* _EXERCISE_
Please rewrite the lines below as a numbered list, leaving out any blank lines.

** BEGIN **

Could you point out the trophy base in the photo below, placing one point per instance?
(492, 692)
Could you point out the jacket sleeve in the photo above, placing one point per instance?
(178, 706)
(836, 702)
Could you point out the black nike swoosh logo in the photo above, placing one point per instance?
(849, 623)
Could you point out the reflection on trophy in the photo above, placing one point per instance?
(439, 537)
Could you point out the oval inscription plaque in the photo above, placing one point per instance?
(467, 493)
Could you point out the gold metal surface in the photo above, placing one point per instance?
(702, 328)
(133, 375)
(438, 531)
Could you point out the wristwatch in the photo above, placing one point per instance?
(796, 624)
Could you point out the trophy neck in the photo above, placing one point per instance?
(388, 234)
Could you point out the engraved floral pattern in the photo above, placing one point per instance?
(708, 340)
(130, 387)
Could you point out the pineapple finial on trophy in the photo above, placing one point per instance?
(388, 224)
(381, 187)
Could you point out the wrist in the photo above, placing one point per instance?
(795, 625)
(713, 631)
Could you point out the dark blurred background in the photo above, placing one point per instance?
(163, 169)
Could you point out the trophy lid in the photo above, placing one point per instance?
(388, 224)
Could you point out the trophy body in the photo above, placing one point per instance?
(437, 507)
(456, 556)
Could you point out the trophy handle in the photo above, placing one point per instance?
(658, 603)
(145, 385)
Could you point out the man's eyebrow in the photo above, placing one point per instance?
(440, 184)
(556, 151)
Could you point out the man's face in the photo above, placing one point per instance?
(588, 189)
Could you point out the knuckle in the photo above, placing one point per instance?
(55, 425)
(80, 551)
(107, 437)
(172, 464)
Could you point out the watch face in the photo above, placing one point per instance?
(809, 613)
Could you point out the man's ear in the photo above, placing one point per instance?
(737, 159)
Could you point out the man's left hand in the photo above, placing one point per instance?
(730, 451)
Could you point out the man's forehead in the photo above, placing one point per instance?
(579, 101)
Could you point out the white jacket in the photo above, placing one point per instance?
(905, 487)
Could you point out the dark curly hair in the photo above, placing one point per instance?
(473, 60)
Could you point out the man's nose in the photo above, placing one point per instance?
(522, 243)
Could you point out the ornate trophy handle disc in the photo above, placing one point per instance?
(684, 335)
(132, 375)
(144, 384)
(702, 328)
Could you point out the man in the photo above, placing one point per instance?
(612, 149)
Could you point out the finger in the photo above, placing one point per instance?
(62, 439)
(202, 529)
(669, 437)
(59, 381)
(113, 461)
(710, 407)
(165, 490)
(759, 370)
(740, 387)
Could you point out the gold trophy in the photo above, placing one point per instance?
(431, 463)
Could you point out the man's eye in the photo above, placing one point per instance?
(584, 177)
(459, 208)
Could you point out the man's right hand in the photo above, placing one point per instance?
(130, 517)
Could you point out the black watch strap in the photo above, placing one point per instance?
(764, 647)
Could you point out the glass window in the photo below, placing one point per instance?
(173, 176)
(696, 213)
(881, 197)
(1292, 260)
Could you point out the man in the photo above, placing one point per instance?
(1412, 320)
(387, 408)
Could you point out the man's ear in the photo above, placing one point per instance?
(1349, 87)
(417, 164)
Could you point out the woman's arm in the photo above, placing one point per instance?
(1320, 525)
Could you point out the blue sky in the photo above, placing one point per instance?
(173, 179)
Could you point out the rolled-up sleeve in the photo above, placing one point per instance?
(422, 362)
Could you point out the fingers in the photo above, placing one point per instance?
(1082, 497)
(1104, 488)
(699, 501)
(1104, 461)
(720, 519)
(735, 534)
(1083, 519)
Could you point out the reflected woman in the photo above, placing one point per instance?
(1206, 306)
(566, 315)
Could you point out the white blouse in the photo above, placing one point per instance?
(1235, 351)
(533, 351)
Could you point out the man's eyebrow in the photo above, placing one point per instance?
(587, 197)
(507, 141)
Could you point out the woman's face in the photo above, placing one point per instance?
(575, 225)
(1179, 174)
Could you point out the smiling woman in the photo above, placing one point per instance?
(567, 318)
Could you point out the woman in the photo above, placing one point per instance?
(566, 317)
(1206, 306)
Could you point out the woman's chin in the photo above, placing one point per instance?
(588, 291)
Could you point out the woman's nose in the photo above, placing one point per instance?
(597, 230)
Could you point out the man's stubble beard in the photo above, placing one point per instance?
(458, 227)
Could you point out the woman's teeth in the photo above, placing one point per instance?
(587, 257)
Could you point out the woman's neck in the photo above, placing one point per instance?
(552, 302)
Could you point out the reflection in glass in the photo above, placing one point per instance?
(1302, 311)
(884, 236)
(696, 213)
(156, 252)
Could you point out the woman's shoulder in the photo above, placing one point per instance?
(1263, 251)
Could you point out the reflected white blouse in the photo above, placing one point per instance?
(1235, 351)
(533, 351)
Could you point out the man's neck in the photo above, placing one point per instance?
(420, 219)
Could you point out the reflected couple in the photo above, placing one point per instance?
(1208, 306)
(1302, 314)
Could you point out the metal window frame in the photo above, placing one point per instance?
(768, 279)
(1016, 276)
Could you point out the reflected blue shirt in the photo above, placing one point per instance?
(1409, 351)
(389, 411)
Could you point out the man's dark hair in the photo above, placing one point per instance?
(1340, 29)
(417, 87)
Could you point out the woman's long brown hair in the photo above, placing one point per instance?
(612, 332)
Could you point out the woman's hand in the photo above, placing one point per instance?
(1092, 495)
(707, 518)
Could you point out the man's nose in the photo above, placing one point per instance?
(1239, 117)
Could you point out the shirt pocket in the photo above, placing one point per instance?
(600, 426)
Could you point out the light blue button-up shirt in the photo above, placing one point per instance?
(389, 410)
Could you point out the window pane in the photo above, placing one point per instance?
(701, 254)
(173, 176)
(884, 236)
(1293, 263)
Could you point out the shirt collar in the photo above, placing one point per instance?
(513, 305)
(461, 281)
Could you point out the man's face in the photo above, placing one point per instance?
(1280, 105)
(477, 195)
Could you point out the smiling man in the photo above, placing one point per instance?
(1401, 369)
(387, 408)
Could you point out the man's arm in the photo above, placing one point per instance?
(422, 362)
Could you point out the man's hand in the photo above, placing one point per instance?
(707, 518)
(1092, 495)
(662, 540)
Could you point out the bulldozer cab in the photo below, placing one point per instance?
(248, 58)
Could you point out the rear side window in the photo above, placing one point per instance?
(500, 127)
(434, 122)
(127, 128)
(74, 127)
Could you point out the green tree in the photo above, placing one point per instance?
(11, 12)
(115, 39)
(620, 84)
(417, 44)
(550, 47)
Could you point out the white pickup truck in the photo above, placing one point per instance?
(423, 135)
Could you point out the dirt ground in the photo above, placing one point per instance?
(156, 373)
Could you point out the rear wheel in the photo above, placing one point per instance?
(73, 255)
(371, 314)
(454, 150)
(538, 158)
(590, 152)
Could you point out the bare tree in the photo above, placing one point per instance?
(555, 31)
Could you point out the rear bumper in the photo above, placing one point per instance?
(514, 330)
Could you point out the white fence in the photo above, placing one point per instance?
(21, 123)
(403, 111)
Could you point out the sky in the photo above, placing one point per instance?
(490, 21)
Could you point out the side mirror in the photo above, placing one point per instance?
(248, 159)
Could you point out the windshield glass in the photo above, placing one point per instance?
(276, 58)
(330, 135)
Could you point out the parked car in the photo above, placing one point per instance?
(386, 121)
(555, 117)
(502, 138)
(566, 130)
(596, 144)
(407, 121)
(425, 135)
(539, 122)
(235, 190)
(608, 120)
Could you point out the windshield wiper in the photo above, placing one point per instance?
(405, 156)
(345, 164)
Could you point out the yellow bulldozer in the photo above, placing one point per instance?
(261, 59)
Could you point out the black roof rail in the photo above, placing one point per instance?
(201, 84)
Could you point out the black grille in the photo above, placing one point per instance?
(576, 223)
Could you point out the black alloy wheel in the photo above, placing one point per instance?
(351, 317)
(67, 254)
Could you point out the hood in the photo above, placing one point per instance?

** END **

* _FULL OUTPUT_
1. Could you point out the trophy base in the photo below, placing one point per instance?
2. (492, 692)
3. Could you point out the jacket sleeve in the photo above, placing one point per instance?
4. (178, 706)
5. (836, 702)
6. Could you point out the black nike swoosh logo in the photo above, placing one point per instance?
7. (849, 623)
8. Could you point out the reflection on trophy in the photo above, placing one point per instance?
9. (439, 537)
10. Could you point out the oval inscription plaque in the photo above, placing one point per instance?
11. (467, 493)
12. Could you point out the gold metal surface in the photo above, placing one point per instance?
13. (702, 328)
14. (133, 375)
15. (438, 531)
16. Could you point out the wristwatch in the photo above, placing one point per instance?
17. (796, 624)
18. Could you point out the trophy neck in the photo above, placing one point per instance?
19. (388, 234)
20. Could you point out the engraved floral pattern in the photo above, placing one point per instance?
21. (708, 340)
22. (130, 387)
23. Could you point out the pineapple finial on trophy in the photo above, placing one point per instance?
24. (388, 224)
25. (381, 187)
26. Could you point out the wrist in the photo above, placing one point per instance?
27. (795, 625)
28. (713, 631)
29. Could you point out the dark blurred background in the photo above, placing one point per instance?
30. (163, 169)
31. Could you point out the trophy lid in the photo above, placing one point per instance?
32. (388, 224)
33. Could you point out the trophy body in the photo above, placing one point per instance?
34. (437, 507)
35. (456, 556)
36. Could you point out the trophy handle in the photo above, placing one point per instance?
37. (658, 603)
38. (145, 385)
39. Could you point out the man's eyebrow in the photo above, placing one point per instance?
40. (440, 184)
41. (556, 151)
42. Could you point out the man's face in the photo above, placing one point per instance?
43. (588, 189)
44. Could you point out the knuckle in the photo above, placing one point per instance?
45. (55, 425)
46. (80, 551)
47. (107, 437)
48. (172, 464)
49. Could you point out the watch face in the photo above, placing one point per instance?
50. (809, 613)
51. Could you point out the man's ear in the photo above, placing one point per instance?
52. (737, 159)
53. Could you point out the man's left hand in the photo above, placing one point per instance?
54. (730, 451)
55. Could you point out the man's forehead in the photo above, placing one point per instance?
56. (579, 101)
57. Could you point out the white jacket in the photo above, placing one point per instance?
58. (905, 487)
59. Could you point out the dark curly hair in the photo above, placing one point per instance?
60. (473, 60)
61. Could you point out the man's nose in the photo above, placing one point per instance?
62. (522, 243)
63. Could you point out the ornate trophy handle disc in the photo above, placing one point per instance?
64. (684, 335)
65. (132, 375)
66. (144, 384)
67. (702, 328)
68. Could you point out the man in the photo above, placing one point per instance?
69. (612, 149)
70. Could you point out the finger in the photo above, placing one point per instance?
71. (62, 439)
72. (202, 529)
73. (669, 437)
74. (59, 381)
75. (113, 461)
76. (710, 407)
77. (165, 490)
78. (759, 370)
79. (740, 387)
80. Could you point out the gold trophy in the photo above, placing one point per instance?
81. (431, 463)
82. Could you point out the man's eye in the photo above, placing one point per instance?
83. (584, 177)
84. (459, 208)
85. Could you point out the man's right hand in the photo above, placing one point per instance?
86. (130, 517)
87. Could you point out the black watch strap in the photo above, placing one point per instance?
88. (764, 647)
89. Could you point out the glass window in the photo below, placing one point per instance?
90. (173, 176)
91. (696, 213)
92. (881, 197)
93. (1292, 260)
94. Could you point out the man in the photo above, placing one point per instance?
95. (1412, 320)
96. (387, 408)
97. Could you point out the man's ear in the photo above, placing one point per instance?
98. (1349, 87)
99. (417, 164)
100. Could you point out the woman's arm in the photo above, placing one point per instance?
101. (1320, 525)
102. Could you point out the blue sky in the photo above, placing one point per instance?
103. (173, 179)
104. Could you point out the rolled-up sleeve in the photo above, placing one point per instance?
105. (422, 362)
106. Could you point out the fingers in the photo above, placing one point per instance?
107. (1082, 497)
108. (1104, 488)
109. (699, 501)
110. (1104, 461)
111. (720, 519)
112. (735, 534)
113. (1083, 519)
114. Could you point out the reflected woman in the photo above, placing one point per instance?
115. (1206, 306)
116. (566, 315)
117. Could you point out the white blouse in the photo above, placing one point per instance?
118. (1235, 351)
119. (533, 351)
120. Could you point out the man's eyebrow in the photo above, placing one point per instance?
121. (587, 197)
122. (507, 141)
123. Could you point out the woman's face in the photo above, placing one point per instance?
124. (575, 225)
125. (1179, 174)
126. Could you point out the smiling woman in the photo above, placing one point per instance?
127. (567, 318)
128. Could you point out the woman in the photo above, placing one point per instance?
129. (566, 317)
130. (1206, 306)
131. Could you point out the woman's chin in the photo above, placing one point per instance?
132. (588, 291)
133. Could you point out the woman's nose in the photo above, placing one point per instance?
134. (597, 230)
135. Could you point out the man's stubble beard in the photo above, placing one point per instance?
136. (458, 227)
137. Could you point out the woman's teeth in the photo above, placing one point per instance?
138. (587, 257)
139. Could you point out the woman's neck in the photo above, placing one point per instance?
140. (552, 302)
141. Could you point out the reflection in glass in the photo above, placing one point per instance?
142. (1302, 311)
143. (884, 236)
144. (696, 213)
145. (156, 252)
146. Could you point out the woman's shoulder in the photo above, placing one point per instance?
147. (1263, 251)
148. Could you point out the reflected white blouse in the photo above, placing one point per instance?
149. (1235, 351)
150. (533, 351)
151. Could you point out the man's neck in the photo above, placing one point per instance?
152. (420, 219)
153. Could you point out the reflected couple in the photo above, placing one point per instance?
154. (1208, 306)
155. (1302, 314)
156. Could you point out the metal window frame in the photo above, placing one point per instance?
157. (768, 279)
158. (1016, 276)
159. Could you point out the reflected blue shirt in the photo above, placing one point per instance?
160. (1409, 351)
161. (389, 411)
162. Could you point out the man's dark hair in the photo above, placing one point per instance?
163. (1340, 29)
164. (417, 87)
165. Could you point out the woman's long brown hair in the photo above, placing one point per instance?
166. (612, 332)
167. Could you point out the woman's hand in the photo above, placing one point per instance?
168. (1092, 495)
169. (707, 518)
170. Could you point out the man's nose in the photo above, placing one point per instance?
171. (1239, 117)
172. Could you point out the shirt pocket in the photo above, placing one point per instance?
173. (600, 426)
174. Could you point out the light blue button-up shirt in the photo above, placing one point per instance?
175. (389, 410)
176. Could you point out the window pane in the photo above, placing one point per instance?
177. (701, 254)
178. (173, 176)
179. (884, 236)
180. (1293, 263)
181. Could you point out the shirt collar in the photo above, placing one point per instance?
182. (513, 305)
183. (461, 281)
184. Could you point out the man's face in the photo above, placing one point per instance?
185. (1280, 105)
186. (477, 195)
187. Could you point out the smiling man in the photo above, placing one point per instance?
188. (1401, 369)
189. (387, 408)
190. Could you point out the man's arm in the photo above, placing one point per instance?
191. (422, 362)
192. Could you point out the man's hand in the photo above, placing one point per instance?
193. (707, 518)
194. (1092, 495)
195. (662, 540)
196. Could you point out the bulldozer cab in the photo below, placing one point per instance?
197. (248, 58)
198. Could you point out the rear side window in the photo above, placing one point per instance?
199. (500, 127)
200. (434, 122)
201. (127, 128)
202. (74, 127)
203. Could you point out the green tree in the photo above, placing one point per instance?
204. (11, 12)
205. (115, 39)
206. (620, 84)
207. (417, 44)
208. (550, 47)
209. Could you point out the white pickup truck in the photo above, placing one point per instance?
210. (423, 135)
211. Could you point out the dirt ground in the photo above, placing one point per instance?
212. (156, 373)
213. Could you point out the rear wheel in the photo above, placing one point per instance?
214. (73, 255)
215. (371, 314)
216. (454, 150)
217. (538, 158)
218. (590, 152)
219. Could you point out the bare tree in the photo above, placing one point per instance?
220. (555, 31)
221. Could you point out the rear bumper in the photo above, placing one point per instance?
222. (514, 330)
223. Could you point out the white fence in the photo above, placing one point per instance?
224. (21, 123)
225. (403, 111)
226. Could you point out the sky in the photo above, placing one point per instance?
227. (490, 21)
228. Could you point out the side mirror in the photo above, placing one point per instance?
229. (248, 159)
230. Could you point out the windshield glass in the photo above, placing one point per instance?
231. (276, 58)
232. (330, 135)
233. Could you point out the parked car in the photo above, placing one point per instance?
234. (386, 121)
235. (555, 117)
236. (502, 138)
237. (566, 130)
238. (596, 144)
239. (407, 121)
240. (425, 135)
241. (539, 122)
242. (235, 190)
243. (608, 120)
244. Could you point out the windshield wiper in the photo above, placing one point per instance?
245. (405, 156)
246. (345, 164)
247. Could you point out the yellow bulldozer in the photo above, placing one point per instance?
248. (261, 59)
249. Could you point out the black roof rail in the photo above, placing one point per instance?
250. (201, 84)
251. Could you point out the black grille in the photo above, placing one point per instance?
252. (576, 223)
253. Could you point out the black alloy wheel in the photo above, placing one point per instance?
254. (351, 317)
255. (67, 254)
256. Could you point out the hood in the photo above, placing one point per instance?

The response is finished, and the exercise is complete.